§ Exercise objective
Exactly reproduce the line that contains "of the reflection" and all lines after it in the entries below, through the very last line.

§ Extracted material
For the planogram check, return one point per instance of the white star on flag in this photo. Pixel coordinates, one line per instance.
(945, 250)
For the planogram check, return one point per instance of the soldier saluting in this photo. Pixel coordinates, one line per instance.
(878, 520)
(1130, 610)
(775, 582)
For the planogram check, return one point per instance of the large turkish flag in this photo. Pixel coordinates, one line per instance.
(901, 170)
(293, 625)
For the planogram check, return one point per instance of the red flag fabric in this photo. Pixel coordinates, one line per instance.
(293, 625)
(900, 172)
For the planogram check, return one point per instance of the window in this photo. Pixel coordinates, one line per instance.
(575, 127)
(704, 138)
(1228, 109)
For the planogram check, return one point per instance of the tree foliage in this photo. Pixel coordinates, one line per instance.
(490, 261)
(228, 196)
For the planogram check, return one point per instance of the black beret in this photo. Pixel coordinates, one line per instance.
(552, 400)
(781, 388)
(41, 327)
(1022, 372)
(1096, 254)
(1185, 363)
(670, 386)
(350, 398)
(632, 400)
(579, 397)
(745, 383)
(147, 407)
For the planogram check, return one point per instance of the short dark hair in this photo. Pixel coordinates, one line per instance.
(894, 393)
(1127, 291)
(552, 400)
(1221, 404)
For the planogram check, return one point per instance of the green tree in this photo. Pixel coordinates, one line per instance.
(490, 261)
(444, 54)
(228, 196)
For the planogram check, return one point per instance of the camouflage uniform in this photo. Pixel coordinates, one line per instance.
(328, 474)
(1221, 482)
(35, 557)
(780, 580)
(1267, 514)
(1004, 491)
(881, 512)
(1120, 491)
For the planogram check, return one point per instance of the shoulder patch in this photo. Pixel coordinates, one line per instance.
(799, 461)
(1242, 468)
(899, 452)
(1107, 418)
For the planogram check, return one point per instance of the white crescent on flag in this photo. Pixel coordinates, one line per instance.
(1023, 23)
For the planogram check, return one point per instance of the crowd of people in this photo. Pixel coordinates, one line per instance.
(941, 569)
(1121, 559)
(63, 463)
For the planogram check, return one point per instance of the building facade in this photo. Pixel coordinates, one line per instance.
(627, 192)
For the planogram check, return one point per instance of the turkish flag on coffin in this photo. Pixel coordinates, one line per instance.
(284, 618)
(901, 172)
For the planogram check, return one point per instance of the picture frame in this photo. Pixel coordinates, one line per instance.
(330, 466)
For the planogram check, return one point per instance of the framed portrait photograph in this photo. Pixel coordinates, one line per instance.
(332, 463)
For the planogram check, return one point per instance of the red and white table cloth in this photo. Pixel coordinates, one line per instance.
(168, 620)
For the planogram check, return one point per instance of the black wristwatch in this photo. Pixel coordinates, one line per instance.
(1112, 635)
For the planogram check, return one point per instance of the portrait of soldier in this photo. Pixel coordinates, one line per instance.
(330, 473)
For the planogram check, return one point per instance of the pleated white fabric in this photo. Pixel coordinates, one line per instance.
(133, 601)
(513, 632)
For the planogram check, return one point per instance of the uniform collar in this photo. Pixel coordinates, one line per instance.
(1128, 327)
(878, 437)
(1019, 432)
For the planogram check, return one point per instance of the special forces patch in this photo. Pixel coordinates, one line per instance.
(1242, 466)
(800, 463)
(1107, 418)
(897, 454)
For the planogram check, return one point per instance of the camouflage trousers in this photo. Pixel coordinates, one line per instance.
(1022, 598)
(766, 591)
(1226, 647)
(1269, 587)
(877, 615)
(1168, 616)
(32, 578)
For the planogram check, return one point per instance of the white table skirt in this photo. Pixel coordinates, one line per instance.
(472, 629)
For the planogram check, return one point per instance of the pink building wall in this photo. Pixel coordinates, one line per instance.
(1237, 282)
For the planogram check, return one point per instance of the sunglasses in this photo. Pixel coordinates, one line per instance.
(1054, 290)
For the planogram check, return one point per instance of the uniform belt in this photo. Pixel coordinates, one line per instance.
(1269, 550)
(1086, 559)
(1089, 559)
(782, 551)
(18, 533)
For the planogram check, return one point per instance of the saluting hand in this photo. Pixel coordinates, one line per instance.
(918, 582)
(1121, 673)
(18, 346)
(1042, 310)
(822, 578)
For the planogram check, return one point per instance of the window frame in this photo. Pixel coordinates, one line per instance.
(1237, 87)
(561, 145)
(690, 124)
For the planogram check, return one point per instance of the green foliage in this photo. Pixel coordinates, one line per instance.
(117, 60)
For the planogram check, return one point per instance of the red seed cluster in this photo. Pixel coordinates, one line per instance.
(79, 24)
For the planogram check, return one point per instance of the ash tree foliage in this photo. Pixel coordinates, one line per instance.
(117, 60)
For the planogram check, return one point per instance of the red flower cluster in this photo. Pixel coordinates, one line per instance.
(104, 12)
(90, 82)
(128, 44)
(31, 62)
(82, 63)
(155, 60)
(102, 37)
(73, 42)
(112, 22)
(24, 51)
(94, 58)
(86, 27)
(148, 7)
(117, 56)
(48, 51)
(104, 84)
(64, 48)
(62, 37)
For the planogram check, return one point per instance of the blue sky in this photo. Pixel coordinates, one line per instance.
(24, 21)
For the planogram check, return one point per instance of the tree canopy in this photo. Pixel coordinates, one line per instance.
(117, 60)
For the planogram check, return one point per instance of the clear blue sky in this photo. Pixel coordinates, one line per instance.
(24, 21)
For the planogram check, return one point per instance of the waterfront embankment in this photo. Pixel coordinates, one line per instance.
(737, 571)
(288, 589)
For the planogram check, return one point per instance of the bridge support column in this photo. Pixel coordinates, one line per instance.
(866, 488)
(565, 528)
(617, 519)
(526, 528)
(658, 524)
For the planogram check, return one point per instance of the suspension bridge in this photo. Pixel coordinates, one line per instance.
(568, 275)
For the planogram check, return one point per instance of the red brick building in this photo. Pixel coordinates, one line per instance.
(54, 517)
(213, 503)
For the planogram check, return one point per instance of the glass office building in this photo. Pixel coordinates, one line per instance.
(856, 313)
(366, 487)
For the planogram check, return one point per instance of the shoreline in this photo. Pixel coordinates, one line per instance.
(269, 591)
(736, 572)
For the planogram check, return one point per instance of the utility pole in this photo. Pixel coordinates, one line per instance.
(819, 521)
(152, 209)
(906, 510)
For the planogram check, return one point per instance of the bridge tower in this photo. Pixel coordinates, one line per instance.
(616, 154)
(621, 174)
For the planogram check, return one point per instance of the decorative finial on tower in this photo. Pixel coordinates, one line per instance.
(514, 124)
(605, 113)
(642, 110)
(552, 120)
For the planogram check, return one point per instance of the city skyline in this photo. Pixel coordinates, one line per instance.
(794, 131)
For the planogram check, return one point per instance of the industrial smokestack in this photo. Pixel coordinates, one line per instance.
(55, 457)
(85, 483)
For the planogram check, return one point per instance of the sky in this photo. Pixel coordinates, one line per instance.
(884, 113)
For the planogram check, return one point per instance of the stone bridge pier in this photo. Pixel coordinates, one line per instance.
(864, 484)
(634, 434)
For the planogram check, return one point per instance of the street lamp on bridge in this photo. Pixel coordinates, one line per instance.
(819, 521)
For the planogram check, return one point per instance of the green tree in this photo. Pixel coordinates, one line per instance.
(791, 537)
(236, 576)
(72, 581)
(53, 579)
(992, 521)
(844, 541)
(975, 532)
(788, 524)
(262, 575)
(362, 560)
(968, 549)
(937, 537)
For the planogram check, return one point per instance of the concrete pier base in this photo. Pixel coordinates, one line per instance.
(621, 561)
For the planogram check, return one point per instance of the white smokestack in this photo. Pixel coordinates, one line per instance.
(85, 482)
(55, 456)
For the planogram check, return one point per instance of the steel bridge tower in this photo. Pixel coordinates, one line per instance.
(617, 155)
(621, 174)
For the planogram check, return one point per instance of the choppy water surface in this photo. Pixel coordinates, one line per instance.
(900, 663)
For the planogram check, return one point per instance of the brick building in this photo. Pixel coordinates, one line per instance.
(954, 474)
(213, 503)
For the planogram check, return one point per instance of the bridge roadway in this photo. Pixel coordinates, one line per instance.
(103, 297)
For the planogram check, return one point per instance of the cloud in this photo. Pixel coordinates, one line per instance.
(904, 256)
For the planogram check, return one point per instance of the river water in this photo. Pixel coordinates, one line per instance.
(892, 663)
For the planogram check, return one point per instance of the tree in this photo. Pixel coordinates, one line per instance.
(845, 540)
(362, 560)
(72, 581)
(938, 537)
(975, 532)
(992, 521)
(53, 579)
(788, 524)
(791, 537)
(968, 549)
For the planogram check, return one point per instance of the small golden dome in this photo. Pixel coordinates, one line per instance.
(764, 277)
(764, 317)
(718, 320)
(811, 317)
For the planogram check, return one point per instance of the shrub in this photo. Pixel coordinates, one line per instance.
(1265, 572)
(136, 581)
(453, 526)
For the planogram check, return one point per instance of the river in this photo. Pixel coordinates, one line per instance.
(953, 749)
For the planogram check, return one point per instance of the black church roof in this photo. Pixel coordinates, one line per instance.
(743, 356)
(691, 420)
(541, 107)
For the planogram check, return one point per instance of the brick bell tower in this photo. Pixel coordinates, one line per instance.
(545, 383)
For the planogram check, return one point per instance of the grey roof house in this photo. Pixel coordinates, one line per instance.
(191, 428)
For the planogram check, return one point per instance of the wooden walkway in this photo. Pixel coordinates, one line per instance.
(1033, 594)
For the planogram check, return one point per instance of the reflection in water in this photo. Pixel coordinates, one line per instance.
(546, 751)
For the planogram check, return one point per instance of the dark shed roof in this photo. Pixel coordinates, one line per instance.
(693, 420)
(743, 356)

§ Task result
For the planogram check, return one point per instance of the reflection in water in this photo. Pixel coordinates, one line per instance.
(546, 751)
For the planogram check, return one point per instance of the dark shed roof in this photo. Pixel coordinates, one line per instance.
(693, 420)
(743, 356)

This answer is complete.